(Collected data)
*** Block opens ***

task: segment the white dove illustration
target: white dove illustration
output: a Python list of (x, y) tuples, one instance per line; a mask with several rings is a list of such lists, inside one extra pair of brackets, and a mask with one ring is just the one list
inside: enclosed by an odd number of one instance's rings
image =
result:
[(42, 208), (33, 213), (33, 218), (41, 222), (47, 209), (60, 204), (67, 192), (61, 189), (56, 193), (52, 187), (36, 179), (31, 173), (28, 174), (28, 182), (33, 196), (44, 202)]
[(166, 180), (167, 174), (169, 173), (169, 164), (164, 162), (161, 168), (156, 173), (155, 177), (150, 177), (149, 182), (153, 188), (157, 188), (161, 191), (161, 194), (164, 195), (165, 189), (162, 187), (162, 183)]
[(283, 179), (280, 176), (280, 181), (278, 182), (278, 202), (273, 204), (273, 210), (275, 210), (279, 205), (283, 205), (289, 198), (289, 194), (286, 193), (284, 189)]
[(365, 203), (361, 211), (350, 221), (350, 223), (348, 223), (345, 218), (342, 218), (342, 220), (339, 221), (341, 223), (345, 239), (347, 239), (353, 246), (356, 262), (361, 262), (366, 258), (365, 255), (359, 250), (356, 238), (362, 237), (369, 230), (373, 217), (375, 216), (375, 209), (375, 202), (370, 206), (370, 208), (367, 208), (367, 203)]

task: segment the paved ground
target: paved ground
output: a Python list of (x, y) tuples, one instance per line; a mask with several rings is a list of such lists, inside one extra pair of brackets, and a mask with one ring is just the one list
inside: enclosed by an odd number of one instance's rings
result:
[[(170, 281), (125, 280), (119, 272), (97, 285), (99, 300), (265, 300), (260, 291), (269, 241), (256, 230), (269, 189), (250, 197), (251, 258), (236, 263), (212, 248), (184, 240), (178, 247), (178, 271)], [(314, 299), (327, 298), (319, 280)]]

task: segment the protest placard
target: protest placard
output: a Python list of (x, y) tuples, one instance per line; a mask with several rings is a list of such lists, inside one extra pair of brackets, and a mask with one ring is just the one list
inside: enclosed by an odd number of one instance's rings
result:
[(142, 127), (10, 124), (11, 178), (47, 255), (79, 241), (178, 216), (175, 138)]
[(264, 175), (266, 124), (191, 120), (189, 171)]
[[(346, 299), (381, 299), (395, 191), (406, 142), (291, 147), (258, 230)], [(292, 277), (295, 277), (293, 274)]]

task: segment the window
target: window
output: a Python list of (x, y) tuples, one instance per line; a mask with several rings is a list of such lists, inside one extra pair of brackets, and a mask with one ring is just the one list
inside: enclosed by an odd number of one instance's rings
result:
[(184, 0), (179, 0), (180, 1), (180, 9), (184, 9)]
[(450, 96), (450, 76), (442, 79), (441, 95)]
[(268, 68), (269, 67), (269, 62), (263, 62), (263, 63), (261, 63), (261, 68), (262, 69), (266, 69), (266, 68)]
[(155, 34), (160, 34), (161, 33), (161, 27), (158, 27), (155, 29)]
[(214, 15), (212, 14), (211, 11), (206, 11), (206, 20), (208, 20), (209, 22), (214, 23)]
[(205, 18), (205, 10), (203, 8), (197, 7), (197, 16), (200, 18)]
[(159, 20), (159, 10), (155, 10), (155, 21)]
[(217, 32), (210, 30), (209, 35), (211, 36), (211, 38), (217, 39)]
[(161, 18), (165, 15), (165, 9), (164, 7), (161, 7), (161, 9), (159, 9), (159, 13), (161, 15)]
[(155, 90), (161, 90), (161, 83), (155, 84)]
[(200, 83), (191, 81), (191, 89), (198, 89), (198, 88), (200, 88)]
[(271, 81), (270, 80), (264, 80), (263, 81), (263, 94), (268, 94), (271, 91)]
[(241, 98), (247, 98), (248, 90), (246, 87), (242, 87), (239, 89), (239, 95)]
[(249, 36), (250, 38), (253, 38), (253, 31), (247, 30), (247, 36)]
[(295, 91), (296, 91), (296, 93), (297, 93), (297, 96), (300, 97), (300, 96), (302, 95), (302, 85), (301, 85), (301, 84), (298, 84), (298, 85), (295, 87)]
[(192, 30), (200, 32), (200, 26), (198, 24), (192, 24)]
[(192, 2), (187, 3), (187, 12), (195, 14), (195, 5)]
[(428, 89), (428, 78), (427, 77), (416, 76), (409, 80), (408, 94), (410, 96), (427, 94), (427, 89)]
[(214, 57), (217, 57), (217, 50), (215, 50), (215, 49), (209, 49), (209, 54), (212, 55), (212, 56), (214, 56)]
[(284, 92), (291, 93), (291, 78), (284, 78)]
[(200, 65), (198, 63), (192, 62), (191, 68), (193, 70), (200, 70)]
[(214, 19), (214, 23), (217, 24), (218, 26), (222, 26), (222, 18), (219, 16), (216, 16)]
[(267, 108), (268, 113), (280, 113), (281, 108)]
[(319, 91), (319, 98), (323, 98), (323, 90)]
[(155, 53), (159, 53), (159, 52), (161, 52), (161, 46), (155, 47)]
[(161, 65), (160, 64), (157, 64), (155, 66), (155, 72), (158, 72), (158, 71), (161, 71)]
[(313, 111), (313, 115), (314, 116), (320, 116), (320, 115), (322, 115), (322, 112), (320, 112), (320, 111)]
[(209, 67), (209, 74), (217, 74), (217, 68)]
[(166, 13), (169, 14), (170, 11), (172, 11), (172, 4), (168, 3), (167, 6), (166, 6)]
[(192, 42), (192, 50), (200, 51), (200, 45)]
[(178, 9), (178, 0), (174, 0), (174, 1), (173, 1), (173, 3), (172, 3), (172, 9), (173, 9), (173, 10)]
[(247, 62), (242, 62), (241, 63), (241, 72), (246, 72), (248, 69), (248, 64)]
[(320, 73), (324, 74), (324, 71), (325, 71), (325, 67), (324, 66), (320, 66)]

*** Block closes ***

[What is required]: Repeat back the data above, exact to the last character.

[Answer to this task]:
task: segment the white dove illustration
target: white dove illustration
output: a Python list of (x, y) tuples, one instance per line; a mask with several rings is a list of such lists, inside one extra pair of brackets, and a mask with one ring is just the one list
inside: enclosed by an odd number of one instance's rings
image =
result:
[(42, 208), (33, 213), (33, 218), (41, 222), (47, 209), (60, 204), (67, 192), (61, 189), (56, 193), (52, 187), (36, 179), (31, 173), (28, 174), (28, 182), (33, 196), (44, 202)]
[(166, 180), (167, 174), (169, 173), (169, 164), (164, 162), (161, 168), (156, 173), (155, 177), (150, 177), (149, 182), (153, 188), (157, 188), (161, 191), (161, 194), (164, 195), (165, 189), (162, 187), (162, 183)]
[(283, 179), (280, 176), (280, 181), (278, 182), (278, 202), (273, 204), (273, 210), (275, 210), (279, 205), (283, 205), (289, 198), (289, 194), (286, 193), (284, 189)]
[(365, 203), (361, 211), (350, 221), (350, 223), (348, 223), (345, 218), (342, 218), (342, 220), (339, 221), (341, 223), (345, 239), (347, 239), (353, 246), (356, 262), (361, 262), (366, 258), (365, 255), (359, 250), (356, 238), (362, 237), (369, 230), (373, 217), (375, 216), (375, 209), (375, 202), (370, 206), (370, 208), (367, 208), (367, 203)]

task: segment the paved ground
target: paved ground
output: a Python list of (x, y) tuples, one instance per line; a mask with several rings is a list of such lists, inside one extra pair of brackets, and a mask with one ring is just the one list
inside: enclosed by an odd number of one instance's rings
result:
[[(170, 281), (125, 280), (119, 272), (97, 285), (99, 300), (265, 300), (260, 291), (269, 241), (256, 230), (269, 189), (250, 197), (251, 258), (236, 263), (212, 248), (184, 240), (178, 247), (178, 271)], [(314, 299), (327, 298), (319, 280)]]

task: segment the protest placard
target: protest placard
output: a Python list of (x, y) tuples, one instance per line; a mask with several rings is a list of such lists, inside one extra pair of brackets, and a mask with one ring is just the one list
inside: enclosed by an odd number of one instance's rings
result:
[(142, 127), (10, 124), (11, 178), (47, 255), (79, 241), (178, 216), (175, 138)]
[(264, 175), (266, 124), (191, 120), (189, 171)]
[[(346, 299), (381, 299), (395, 191), (406, 142), (291, 147), (258, 230)], [(292, 277), (295, 277), (293, 274)]]

task: segment the window
target: window
output: a Python list of (x, y) tuples, one instance per line; a mask with several rings is a list of such lists, inside one extra pair of brackets, and a mask with one ring is just the one list
inside: enclosed by an odd number of one instance's rings
result:
[(184, 0), (179, 0), (180, 1), (180, 9), (184, 9)]
[(450, 96), (450, 76), (442, 79), (441, 95)]
[(268, 68), (269, 67), (269, 62), (263, 62), (263, 63), (261, 63), (261, 68), (262, 69), (266, 69), (266, 68)]
[(155, 34), (160, 34), (161, 33), (161, 27), (158, 27), (155, 29)]
[(214, 15), (212, 14), (211, 11), (206, 11), (206, 20), (208, 20), (209, 22), (214, 23)]
[(205, 18), (205, 10), (203, 8), (197, 7), (197, 16), (200, 18)]
[(159, 20), (159, 10), (155, 10), (155, 21)]
[(217, 32), (210, 30), (209, 35), (211, 36), (211, 38), (217, 39)]
[(161, 18), (165, 15), (165, 9), (164, 7), (161, 7), (161, 9), (159, 9), (159, 13), (161, 15)]
[(155, 90), (161, 90), (161, 83), (155, 84)]
[(200, 83), (191, 81), (191, 89), (198, 89), (198, 88), (200, 88)]
[(271, 81), (270, 80), (264, 80), (263, 81), (263, 94), (268, 94), (271, 91)]
[(241, 98), (247, 98), (248, 90), (246, 87), (242, 87), (239, 89), (239, 95)]
[(249, 36), (250, 38), (253, 38), (253, 31), (247, 30), (247, 36)]
[(295, 91), (296, 91), (296, 93), (297, 93), (297, 96), (300, 97), (300, 96), (302, 95), (302, 85), (301, 85), (301, 84), (298, 84), (298, 85), (295, 87)]
[(192, 30), (200, 32), (200, 26), (198, 24), (192, 24)]
[(192, 2), (187, 3), (187, 12), (195, 14), (195, 5)]
[(428, 89), (428, 78), (427, 77), (416, 76), (409, 80), (408, 94), (410, 96), (427, 94), (427, 89)]
[(214, 57), (217, 57), (217, 50), (215, 50), (215, 49), (209, 49), (209, 54), (212, 55), (212, 56), (214, 56)]
[(284, 92), (291, 93), (291, 78), (284, 78)]
[(200, 65), (198, 63), (192, 62), (191, 68), (193, 70), (200, 70)]
[(214, 19), (214, 23), (217, 24), (218, 26), (222, 26), (222, 18), (219, 16), (216, 16)]
[(267, 108), (268, 113), (280, 113), (281, 108)]
[(319, 91), (319, 98), (323, 98), (323, 90)]
[(155, 53), (159, 53), (159, 52), (161, 52), (161, 46), (155, 47)]
[(161, 65), (160, 64), (157, 64), (155, 66), (155, 72), (158, 72), (158, 71), (161, 71)]
[(313, 111), (313, 115), (314, 116), (320, 116), (320, 115), (322, 115), (322, 112), (320, 112), (320, 111)]
[(209, 67), (209, 74), (217, 74), (217, 68)]
[(166, 13), (169, 14), (170, 11), (172, 11), (172, 4), (168, 3), (167, 6), (166, 6)]
[(192, 42), (192, 50), (200, 51), (200, 45)]
[(178, 9), (178, 0), (174, 0), (174, 1), (173, 1), (173, 3), (172, 3), (172, 9), (173, 9), (173, 10)]
[(247, 62), (242, 62), (241, 63), (241, 72), (246, 72), (248, 69), (248, 64)]
[(320, 73), (324, 74), (324, 71), (325, 71), (325, 67), (324, 66), (320, 66)]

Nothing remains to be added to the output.